### Work to be completed
Transcribe the section of the forum thread about the Dock below, starting at "unless i misunderstood" and ending at "changomarcelo (Feb 23, 2002)".

### Passage to read

# # #

If there'd been a selection for "I like it, but it could be better", I'd have chosen that...


----------



## simX (Feb 22, 2002)

Well, besides the obvious one, here's how to get the old functionality back:

1.  Make a folder.

2.  Drop all the Apple Menu Items you want into it.

3.  Make the custom icon of the folder a multi-colored Apple logo.

4.  Drag it onto the right side of the Dock.

This is the EXACT functionality of the Apple menu (without the memory usage thing) in the Dock, with a larger, more beautiful icon.  You can't complain about the lack of Apple menu, because here it is.


----------



## sfsheath (Feb 22, 2002)

Unless I'm mistaken, you don't get hierarchical menus for the folders that are in folders placed in the dock so it's not the exact same functionality.

 -Sebastian


----------



## Nummi_G4 (Feb 22, 2002)

I like the dock but I do not... I think the OS 9 app switcher was great cause it was hidden up in the menu bar... a space that is already taken... the dock can hog some valuable space.  when I am in photoshop, I need every last pixel I can get.  I know you can make the dock "hide", but it pops up when you do not want it to.


----------



## unlearnthetruth (Feb 23, 2002)

> _Originally posted by sfsheath _
> *Unless I'm mistaken, you don't get hierarchical menus for the folders that are in folders placed in the dock so it's not the exact same functionality.*



I get hierarchical menus for folders...

unless i misunderstood ya  

forgive the HUGE register thingie... i forgot about that, lol... but you get the idea


----------



## changomarcelo (Feb 23, 2002)

One of the things I missed from Windows when I bought my first Mac with OS 9, was the task bar, where I can switch applications quickly. In OS 9 I had to pull down a mini-menu first, choose the application, and then choose the window from the window pull down menu... A lot of work that I was used to do with only one click in windows.,
The dock simplified it a lot. Just right clic on an icon (or CONTROL+Clic for those who have a one button mouse) and choose the window you want to work.

# # #

### Information shown
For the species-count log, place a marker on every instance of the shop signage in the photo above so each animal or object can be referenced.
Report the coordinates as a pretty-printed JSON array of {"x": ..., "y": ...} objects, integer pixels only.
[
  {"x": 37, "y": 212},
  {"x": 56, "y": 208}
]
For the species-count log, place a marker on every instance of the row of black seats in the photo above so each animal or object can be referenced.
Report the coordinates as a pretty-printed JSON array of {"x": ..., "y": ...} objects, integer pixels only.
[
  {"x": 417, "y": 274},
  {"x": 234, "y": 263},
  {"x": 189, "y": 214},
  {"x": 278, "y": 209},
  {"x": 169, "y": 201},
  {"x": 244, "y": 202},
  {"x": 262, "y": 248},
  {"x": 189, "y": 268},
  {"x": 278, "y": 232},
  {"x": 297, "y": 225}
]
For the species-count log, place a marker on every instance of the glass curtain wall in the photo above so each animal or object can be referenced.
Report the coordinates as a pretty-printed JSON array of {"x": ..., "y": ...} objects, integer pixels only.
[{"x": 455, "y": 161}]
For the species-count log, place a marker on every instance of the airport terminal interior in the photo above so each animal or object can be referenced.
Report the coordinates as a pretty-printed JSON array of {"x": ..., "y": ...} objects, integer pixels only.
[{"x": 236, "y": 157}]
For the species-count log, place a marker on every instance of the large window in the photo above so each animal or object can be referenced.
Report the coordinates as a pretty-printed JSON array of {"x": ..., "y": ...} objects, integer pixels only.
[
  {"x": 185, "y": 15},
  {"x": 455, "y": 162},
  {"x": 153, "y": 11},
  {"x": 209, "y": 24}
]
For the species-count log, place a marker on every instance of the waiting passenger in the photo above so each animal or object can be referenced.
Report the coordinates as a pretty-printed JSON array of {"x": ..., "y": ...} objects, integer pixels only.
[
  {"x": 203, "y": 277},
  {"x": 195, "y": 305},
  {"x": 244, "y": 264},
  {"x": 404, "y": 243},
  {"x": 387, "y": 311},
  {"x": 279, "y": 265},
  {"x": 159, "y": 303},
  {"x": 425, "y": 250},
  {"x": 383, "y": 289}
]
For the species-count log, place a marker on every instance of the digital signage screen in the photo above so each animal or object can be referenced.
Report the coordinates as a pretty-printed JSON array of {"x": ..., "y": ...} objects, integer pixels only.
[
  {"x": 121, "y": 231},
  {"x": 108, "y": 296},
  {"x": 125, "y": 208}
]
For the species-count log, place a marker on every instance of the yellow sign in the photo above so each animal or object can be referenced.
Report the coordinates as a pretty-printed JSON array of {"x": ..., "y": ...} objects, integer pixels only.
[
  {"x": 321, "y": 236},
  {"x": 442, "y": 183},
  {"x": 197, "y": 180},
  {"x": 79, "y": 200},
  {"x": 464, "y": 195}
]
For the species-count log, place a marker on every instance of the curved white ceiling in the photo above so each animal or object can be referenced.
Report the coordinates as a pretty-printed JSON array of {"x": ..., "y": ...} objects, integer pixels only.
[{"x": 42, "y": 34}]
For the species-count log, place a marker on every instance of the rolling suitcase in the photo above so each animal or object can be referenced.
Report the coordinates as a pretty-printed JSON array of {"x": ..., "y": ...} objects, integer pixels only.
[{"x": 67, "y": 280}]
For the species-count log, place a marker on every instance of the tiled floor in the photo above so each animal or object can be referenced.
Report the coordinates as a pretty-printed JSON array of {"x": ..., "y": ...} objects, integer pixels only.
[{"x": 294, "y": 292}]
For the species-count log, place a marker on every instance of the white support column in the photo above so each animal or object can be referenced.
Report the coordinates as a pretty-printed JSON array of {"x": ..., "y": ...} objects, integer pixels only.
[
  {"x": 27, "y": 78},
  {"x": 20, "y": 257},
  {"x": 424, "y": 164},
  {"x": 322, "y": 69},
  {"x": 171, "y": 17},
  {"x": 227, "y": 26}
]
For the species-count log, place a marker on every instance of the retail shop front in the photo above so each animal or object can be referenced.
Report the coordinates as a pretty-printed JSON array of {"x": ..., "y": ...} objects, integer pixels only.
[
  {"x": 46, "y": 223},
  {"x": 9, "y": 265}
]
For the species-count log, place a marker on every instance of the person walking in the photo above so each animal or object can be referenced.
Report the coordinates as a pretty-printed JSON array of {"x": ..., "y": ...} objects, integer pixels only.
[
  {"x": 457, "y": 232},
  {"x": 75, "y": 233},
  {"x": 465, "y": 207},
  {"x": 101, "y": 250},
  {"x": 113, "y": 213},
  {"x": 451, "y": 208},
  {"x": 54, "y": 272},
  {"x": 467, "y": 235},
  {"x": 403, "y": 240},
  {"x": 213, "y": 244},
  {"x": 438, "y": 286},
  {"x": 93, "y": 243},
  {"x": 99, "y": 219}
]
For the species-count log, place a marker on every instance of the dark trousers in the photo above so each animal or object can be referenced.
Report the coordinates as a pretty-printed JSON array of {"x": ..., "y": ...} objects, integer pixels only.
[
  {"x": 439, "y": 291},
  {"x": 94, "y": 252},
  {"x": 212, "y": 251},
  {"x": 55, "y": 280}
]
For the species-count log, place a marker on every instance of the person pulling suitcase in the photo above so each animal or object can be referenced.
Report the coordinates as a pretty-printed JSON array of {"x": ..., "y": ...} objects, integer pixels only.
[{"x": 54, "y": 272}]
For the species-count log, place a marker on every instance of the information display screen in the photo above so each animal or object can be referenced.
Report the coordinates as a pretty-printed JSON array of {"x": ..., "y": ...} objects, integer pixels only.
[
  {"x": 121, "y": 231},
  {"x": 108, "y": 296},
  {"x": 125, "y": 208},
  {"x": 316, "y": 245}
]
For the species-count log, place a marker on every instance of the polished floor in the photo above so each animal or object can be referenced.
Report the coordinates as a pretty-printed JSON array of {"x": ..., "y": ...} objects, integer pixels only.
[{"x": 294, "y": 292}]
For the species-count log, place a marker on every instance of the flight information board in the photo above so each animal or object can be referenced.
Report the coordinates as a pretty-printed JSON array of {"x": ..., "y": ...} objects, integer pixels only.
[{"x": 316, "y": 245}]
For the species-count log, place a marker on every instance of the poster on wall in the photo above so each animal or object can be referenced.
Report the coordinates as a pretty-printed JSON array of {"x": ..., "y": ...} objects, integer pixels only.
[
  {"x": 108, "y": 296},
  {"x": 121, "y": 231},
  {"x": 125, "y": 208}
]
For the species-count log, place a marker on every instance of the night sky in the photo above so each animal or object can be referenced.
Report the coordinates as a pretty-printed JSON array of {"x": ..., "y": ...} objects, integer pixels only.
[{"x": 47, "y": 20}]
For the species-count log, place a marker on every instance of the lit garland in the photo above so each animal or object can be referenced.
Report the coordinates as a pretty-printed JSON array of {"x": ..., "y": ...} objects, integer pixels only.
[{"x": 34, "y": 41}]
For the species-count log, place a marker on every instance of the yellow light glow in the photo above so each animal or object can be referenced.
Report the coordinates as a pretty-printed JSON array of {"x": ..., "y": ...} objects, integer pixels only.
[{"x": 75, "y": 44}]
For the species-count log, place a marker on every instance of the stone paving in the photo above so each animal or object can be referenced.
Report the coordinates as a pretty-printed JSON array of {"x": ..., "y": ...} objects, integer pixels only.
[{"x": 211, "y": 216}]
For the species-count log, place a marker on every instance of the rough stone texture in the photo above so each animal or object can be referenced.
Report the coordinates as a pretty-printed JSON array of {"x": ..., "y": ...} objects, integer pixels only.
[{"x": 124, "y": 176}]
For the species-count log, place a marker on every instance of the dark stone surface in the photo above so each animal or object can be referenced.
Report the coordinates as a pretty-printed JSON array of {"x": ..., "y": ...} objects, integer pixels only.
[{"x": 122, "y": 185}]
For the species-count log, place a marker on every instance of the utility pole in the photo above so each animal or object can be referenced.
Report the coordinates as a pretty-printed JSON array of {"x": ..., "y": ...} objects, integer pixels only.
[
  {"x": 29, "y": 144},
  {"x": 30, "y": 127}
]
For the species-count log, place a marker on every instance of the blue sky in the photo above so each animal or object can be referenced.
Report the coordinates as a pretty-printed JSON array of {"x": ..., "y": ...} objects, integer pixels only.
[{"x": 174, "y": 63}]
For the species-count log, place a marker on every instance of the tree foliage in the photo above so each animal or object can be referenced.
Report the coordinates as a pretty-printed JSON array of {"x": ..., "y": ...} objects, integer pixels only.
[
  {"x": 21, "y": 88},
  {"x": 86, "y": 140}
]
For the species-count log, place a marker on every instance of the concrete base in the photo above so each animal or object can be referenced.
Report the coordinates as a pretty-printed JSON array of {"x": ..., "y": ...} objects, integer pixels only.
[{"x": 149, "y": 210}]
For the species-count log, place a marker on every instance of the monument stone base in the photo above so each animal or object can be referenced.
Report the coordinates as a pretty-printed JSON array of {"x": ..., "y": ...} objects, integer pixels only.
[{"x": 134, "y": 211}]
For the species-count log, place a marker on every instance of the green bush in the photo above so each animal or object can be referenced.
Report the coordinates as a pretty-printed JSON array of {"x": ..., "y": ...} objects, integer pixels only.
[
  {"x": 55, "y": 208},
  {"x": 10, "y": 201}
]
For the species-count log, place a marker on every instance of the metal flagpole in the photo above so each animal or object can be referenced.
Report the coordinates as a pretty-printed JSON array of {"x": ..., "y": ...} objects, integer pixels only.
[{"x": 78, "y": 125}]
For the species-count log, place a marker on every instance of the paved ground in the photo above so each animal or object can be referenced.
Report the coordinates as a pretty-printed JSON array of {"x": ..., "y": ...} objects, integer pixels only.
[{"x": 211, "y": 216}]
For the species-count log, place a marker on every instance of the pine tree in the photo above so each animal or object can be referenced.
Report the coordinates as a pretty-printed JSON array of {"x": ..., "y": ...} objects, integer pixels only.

# # #

### Solution to the exercise
unless i misunderstood ya  

forgive the HUGE register thingie... i forgot about that, lol... but you get the idea


----------



## changomarcelo (Feb 23, 2002)